- [REQUIRED ACTIONS]
a. Using the report on Asian share markets, answer the following:
(i) By what percentage did Japan's Nikkei benchmark drop?
(ii) Which currency hit a record low against the dollar?
(iii) At what level per dollar did the Indonesian rupiah trade after its fall?
b. Rewrite the part of the report on Asian share markets starting at "As the yen strengthened" and ending at "commodity-sensitive emerging markets.", with "Sentiment" changed to "Investor mood".
c. Resume the report on Asian share markets, picking up after its last sentence.

──────── TEXT PASSAGE ────────

MSCI's broadest index of Asia-Pacific shares outside Japan fell 0.5 percent, adding the previous session's 1.3 percent decline following the Chinese factory activity report.

As the yen strengthened sharply against the dollar overnight, Japan's Nikkei benchmark dropped 1.5 percent in relatively active trade after earlier touching a one-month low. The loss added to Thursday's 0.8 percent decline.

“Sentiment was already poor because of the poor US jobs data released early this month, and it was exacerbated by the Chinese figures,” said Naoki Kamiyama, head of Japan equity strategy at Bank Of America Merrill Lynch in Tokyo.

A decline in the flash Markit/HSBC Purchasing Managers' Index for China, the world's second-largest economy, reinforced concerns about global growth, especially in commodity-sensitive emerging markets.

“As capital costs rise and investment slows, commodity prices should come under pressure, boding poorly for economies linked to China's old growth model,” Morgan Stanley analysts wrote in a note.

Emerging currencies were battered overnight, with the Turkish lira hitting a record low against the dollar, the South African rand slumping to a 5-1/2 year trough and the Russian rouble falling to its weakest in nearly five years.

On top of that the Federal Reserve is expected to continue to dial back its bond purchases when it meets next week after US jobless claims data reflected an acceptable, if underwhelming, pace of job growth - heaping more pressure on emerging country currencies.

The Indonesian rupiah fell 0.2 percent to 12,180 per dollar, touching a two-week low on Friday morning, while Jakarta shares shed 1.2 percent.

──────── DATA EXCERPTS ────────

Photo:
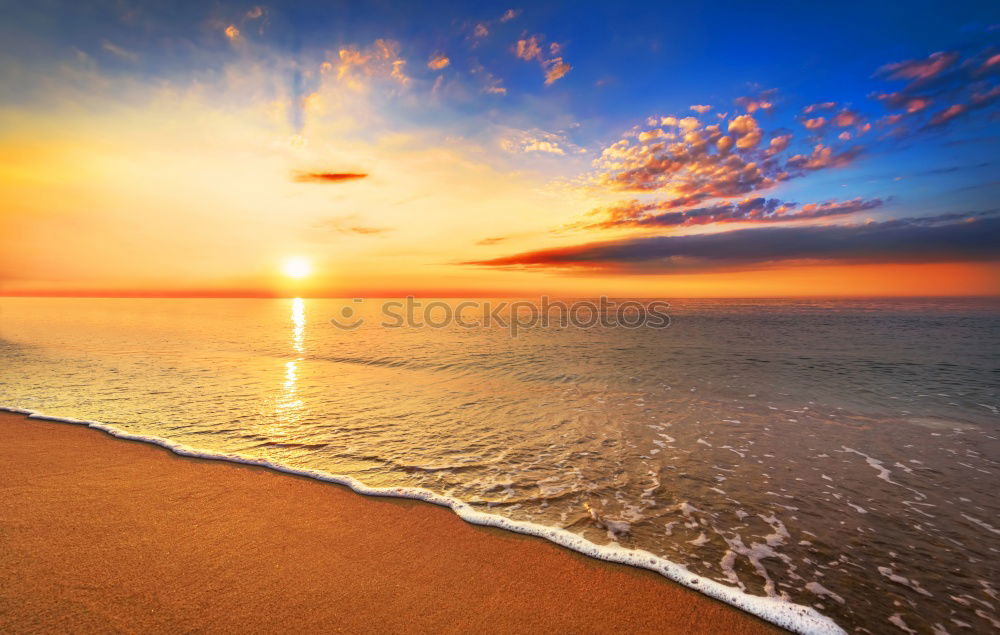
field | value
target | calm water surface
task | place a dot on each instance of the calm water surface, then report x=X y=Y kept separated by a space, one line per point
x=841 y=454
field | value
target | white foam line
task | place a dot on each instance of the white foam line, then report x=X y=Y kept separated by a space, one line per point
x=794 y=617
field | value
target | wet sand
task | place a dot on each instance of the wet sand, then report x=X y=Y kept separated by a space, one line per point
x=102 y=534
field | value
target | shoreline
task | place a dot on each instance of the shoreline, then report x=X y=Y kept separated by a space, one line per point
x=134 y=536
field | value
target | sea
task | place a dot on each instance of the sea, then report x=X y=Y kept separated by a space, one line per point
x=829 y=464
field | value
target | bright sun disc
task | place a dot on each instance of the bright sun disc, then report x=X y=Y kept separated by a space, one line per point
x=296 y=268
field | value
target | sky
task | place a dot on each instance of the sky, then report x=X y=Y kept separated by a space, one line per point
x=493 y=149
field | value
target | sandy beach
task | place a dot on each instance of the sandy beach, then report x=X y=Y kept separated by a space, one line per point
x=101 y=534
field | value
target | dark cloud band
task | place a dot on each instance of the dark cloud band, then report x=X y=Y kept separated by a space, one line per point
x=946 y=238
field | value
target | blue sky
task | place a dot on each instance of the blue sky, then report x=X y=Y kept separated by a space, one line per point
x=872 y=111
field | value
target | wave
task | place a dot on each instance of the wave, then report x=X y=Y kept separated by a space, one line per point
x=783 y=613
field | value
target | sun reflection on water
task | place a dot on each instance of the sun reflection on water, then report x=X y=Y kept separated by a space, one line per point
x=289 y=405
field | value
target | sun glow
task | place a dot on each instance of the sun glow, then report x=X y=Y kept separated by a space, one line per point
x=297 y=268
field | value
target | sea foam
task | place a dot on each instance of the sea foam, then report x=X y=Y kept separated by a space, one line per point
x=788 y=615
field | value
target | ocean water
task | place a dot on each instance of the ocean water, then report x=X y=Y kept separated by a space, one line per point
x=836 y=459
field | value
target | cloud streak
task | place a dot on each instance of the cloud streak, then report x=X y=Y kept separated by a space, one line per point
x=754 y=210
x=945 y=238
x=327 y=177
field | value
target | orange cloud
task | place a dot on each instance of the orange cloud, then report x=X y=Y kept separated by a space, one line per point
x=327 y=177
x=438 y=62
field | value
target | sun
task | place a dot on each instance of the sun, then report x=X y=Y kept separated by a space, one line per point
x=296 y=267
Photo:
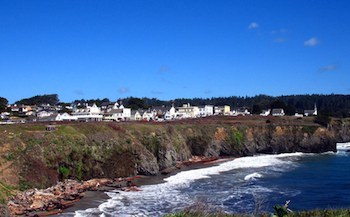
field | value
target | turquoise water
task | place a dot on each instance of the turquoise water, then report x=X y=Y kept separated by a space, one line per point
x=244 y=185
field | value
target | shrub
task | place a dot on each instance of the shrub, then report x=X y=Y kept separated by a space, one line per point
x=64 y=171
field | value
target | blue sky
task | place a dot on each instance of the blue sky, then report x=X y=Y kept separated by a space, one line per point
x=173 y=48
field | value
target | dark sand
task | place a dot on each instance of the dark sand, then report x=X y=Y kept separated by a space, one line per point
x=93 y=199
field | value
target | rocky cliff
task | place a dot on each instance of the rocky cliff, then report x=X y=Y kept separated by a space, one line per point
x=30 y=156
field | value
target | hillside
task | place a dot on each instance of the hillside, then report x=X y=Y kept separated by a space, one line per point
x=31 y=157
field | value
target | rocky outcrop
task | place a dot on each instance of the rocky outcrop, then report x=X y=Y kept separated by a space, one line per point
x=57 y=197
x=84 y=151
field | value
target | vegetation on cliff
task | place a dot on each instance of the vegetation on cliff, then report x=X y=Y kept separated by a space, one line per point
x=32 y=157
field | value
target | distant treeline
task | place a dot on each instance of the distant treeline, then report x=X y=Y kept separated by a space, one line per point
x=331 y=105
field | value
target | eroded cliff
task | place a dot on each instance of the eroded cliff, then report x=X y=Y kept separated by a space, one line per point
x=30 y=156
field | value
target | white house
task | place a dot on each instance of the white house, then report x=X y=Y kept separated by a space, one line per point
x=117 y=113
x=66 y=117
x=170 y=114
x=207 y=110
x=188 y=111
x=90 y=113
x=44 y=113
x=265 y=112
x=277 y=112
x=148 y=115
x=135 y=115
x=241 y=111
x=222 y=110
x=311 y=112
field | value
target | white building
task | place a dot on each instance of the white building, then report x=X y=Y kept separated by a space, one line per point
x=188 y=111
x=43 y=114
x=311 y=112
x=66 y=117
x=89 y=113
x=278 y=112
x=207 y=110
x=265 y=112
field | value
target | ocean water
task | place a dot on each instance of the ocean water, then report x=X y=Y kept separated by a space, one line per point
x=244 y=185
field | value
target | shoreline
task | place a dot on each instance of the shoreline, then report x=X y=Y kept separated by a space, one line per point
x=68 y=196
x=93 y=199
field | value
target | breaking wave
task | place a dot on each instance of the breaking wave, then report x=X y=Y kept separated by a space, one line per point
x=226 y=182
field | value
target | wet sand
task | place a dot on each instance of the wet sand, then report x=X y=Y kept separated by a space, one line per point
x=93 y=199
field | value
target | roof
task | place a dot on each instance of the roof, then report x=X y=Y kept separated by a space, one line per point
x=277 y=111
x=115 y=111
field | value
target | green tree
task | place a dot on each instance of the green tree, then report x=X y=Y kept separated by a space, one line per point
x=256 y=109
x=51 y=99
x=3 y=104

────────

- [SOLVED TASKS]
a.
(i) 1.5 percent
(ii) The Turkish lira
(iii) 12,180 per dollar

b.
As the yen strengthened sharply against the dollar overnight, Japan's Nikkei benchmark dropped 1.5 percent in relatively active trade after earlier touching a one-month low. The loss added to Thursday's 0.8 percent decline.

“Investor mood was already poor because of the poor US jobs data released early this month, and it was exacerbated by the Chinese figures,” said Naoki Kamiyama, head of Japan equity strategy at Bank Of America Merrill Lynch in Tokyo.

A decline in the flash Markit/HSBC Purchasing Managers' Index for China, the world's second-largest economy, reinforced concerns about global growth, especially in commodity-sensitive emerging markets.

c.
The dollar stabilised against the euro, Swiss franc and the yen after taking a beating in the previous session.

The greenback was up 0.1 percent against a basket of major currencies, having fallen 0.9 percent, marking its worst one-day decline in three months and hitting a three-week trough.

The euro was a tad softer at $1.3686, though it remained near a more than one-week high of $1.3699. The single currency climbed 1.1 percent on Thursday, its biggest single-day gain since mid-September, on the back of mostly encouraging business surveys from the euro zone's private sector.

“We would be cautious of fading this risk aversion move given the scale of some of the losses in commodity and emerging forex, and the EUR may stay better supported in the near-term as EUR-funded risk positions are covered,” analysts at BNP Paribas wrote in a note.

The yen advanced 1.2 percent against the dollar in the previous day, marking its biggest one-day gain since late August. The Japanese currency took a breather on Friday morning, down 0.2 percent at 103.51 yen to the dollar.

Wall Street has so far gone off to a stuttering start in 2014 after rallying nearly 30 percent last year.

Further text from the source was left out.